+++ Exercise text
Whether or not problem drinkers become alcoholics later in life — and there’s evidence that many of them do — we can’t ignore the hard reality that college binge drinking plays a central role in campus deaths, sexual assaults, physical injuries, destruction of property, failing academic performance, unintended pregnancies, STDs, depression, domestic violence and other mental-health problems.
The statistics are truly sobering. Every year, more than 3 million students between ages 18 and 24 drive while drunk. Alcohol accounts for 1,850 annual deaths in that age group, including deaths from car crashes and suicide. Almost 600,000 are injured under the influence of alcohol and another 700,000 have been assaulted by an intoxicated student. Around 400,000 had unprotected sex as a result of intoxication and 100,000 reported being too drunk to give consent for sex. Eleven percent of college drinkers damaged property. A quarter report academic difficulty due to alcohol use, while 150,000 college students have alcohol-related health problems.
++++++
◆ Work to be completed:
Reproduce word for word the part of the passage on college binge drinking that opens with the words containing "Whether or not" and closes with "other mental-health problems.".
+++ Given material
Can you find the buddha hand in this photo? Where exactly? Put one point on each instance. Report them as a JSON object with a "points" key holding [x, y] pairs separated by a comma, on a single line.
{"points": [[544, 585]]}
++++++
◆ Solved exercise:
Whether or not problem drinkers become alcoholics later in life — and there’s evidence that many of them do — we can’t ignore the hard reality that college binge drinking plays a central role in campus deaths, sexual assaults, physical injuries, destruction of property, failing academic performance, unintended pregnancies, STDs, depression, domestic violence and other mental-health problems.